Welcome to Europe. Taxes, customs, shipping + crazy markup, and this is what you get:
http://www.epli.is/tolvur/fartolvur/macbook-pro-15-retina-2-... - high specced rMBP is ~$4500. Add a monitor and and iphone and you're already there, at least pretty close.
> outspec'd the MBP in every way ... for less money
You're falling into the consumer trap of thinking of the value of an item as its initial, un-depreciated cost. Apple products are almost liquid assets--you can sell them for large fractions of their original purchase price for years after you buy them. Whereas most PCs, like cars, plummet in value the moment you take them off the "lot." Which do you think a startup would rather put on its balance sheet?
Also, because Apple products don't tend to depreciate very quickly in the market, Apple is willing to re-attain their own products after lending them to you for a while: they maintain a very competitive leasing program for businesses (http://www.apple.com/financing/business.html), which you can get into as soon as you want to lease $5000 worth of hardware (i.e. as soon as you're at least a two-person shop.) This is basically the Heroku/AWS of computer hardware: you need fifty laptops for a year? Pay as you go. Want to upgrade? Return them and get new ones, no charge. Business fail? Send everything back, you're good. Business succeed? You can buy the stuff out.

◆ **Things to do**:
1. Turn everything in the rows below, from the first row down to the one containing "<point>71,516</point>", into a Markdown table with columns Num and Content, omitting any blank rows.
2. Continue the Apple hardware discussion from where it stops.
The rows below are unrelated to the Apple hardware discussion.

◆ **Source material**:

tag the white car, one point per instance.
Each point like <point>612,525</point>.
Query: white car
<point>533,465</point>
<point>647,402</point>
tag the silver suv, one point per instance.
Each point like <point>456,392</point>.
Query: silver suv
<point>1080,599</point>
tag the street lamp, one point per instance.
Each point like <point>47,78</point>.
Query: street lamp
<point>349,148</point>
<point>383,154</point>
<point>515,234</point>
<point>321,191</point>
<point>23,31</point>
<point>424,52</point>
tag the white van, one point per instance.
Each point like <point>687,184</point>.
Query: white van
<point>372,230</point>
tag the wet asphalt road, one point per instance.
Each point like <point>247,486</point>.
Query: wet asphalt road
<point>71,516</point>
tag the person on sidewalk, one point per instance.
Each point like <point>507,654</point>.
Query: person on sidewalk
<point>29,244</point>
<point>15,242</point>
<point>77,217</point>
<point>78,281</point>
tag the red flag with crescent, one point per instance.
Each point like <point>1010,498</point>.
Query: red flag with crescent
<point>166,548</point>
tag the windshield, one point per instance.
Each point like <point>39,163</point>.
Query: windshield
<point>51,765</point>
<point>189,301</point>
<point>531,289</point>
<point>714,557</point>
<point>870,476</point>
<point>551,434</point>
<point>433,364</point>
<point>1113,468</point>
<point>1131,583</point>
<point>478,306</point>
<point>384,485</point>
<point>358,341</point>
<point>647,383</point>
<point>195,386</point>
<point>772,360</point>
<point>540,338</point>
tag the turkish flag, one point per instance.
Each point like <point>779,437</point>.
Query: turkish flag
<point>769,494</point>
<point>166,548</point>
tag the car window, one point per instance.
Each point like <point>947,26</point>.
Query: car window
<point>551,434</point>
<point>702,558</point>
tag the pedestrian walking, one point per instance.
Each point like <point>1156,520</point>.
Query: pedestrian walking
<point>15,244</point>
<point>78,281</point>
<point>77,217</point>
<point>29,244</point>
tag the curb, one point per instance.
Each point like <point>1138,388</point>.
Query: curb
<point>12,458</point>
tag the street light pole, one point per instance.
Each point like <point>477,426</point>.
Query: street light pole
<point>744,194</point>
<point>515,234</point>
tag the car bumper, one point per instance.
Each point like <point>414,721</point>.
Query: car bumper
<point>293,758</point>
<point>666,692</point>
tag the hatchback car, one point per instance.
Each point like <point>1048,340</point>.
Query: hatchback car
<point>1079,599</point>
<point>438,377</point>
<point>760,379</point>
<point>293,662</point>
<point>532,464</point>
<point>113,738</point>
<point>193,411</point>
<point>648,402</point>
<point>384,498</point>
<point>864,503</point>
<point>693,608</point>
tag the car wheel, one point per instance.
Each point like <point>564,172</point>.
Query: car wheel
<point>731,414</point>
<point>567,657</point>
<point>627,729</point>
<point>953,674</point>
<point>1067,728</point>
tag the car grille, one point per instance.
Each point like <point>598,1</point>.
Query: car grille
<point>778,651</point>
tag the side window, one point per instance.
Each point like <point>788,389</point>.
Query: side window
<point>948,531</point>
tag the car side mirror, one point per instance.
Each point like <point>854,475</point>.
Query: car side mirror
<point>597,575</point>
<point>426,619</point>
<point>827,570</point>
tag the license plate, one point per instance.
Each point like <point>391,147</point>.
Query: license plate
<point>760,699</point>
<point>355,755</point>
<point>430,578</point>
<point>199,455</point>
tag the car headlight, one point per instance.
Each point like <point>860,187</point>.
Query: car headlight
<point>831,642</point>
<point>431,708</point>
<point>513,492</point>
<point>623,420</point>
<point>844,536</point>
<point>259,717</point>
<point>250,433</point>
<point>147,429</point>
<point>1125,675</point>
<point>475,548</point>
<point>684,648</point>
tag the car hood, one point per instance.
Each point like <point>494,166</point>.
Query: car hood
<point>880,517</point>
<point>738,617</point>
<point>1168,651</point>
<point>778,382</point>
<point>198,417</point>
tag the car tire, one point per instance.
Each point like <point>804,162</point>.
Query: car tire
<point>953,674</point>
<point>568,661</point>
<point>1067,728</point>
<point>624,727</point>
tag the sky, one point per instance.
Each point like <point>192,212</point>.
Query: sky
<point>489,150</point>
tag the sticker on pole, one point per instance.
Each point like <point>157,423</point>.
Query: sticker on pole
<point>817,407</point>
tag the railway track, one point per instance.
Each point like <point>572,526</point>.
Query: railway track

◆ **Answers in order**:
1.
| Num | Content |
|---|---|
| 1 | tag the white car, one point per instance. |
| 2 | Each point like <point>612,525</point>. |
| 3 | Query: white car |
| 4 | <point>533,465</point> |
| 5 | <point>647,402</point> |
| 6 | tag the silver suv, one point per instance. |
| 7 | Each point like <point>456,392</point>. |
| 8 | Query: silver suv |
| 9 | <point>1080,599</point> |
| 10 | tag the street lamp, one point per instance. |
| 11 | Each point like <point>47,78</point>. |
| 12 | Query: street lamp |
| 13 | <point>349,148</point> |
| 14 | <point>383,154</point> |
| 15 | <point>515,234</point> |
| 16 | <point>321,191</point> |
| 17 | <point>23,31</point> |
| 18 | <point>424,52</point> |
| 19 | tag the white van, one point per instance. |
| 20 | Each point like <point>687,184</point>. |
| 21 | Query: white van |
| 22 | <point>372,230</point> |
| 23 | tag the wet asphalt road, one point per instance. |
| 24 | Each point like <point>247,486</point>. |
| 25 | Query: wet asphalt road |
| 26 | <point>71,516</point> |

2.
I would bet [fairly large amounts of money] that the majority of startup in SV/SF who keep Apple hardware are on that leasing plan. As soon as you mention anything about "starting a business" around an Apple Store employee, they throw someone in a black shirt at you to explain it.
his point is that a startup should be resourceful period. a startup doesn't have to think of liquidating their assets unless they are going out of business. I use a 10yrs old ibm thinkpad. I've been hacking Unix systems 1994 and started writing C/x86 asm back then. I get odd looks when I go to meetups and pull out my old clunky hardware. I bought it for $100 3 years ago, it works great for me. No matter how fast/sexy my machine is, it doesn't write the code. I do! I've always stayed with older machines due to an experience I had around 97. I had an IRC friend in Poland, he had a 8086 machine. I had a 486 or possibly early pentium. He wrote a routine that was way faster than mine because his only experience was through his 8086, so he had to make it fast enough for himself. I realize that having top of the line hardware puts me at a disadvantage, I can't assume that most of my customers are going to use the latest. I work as if they are going to use the slowest. Th e only time to code with the latest/shiny is multimedia intense projects like game development. Web development? You can use a 15yr old computer.
> The only time to code with the latest/shiny is multimedia intense projects like game development.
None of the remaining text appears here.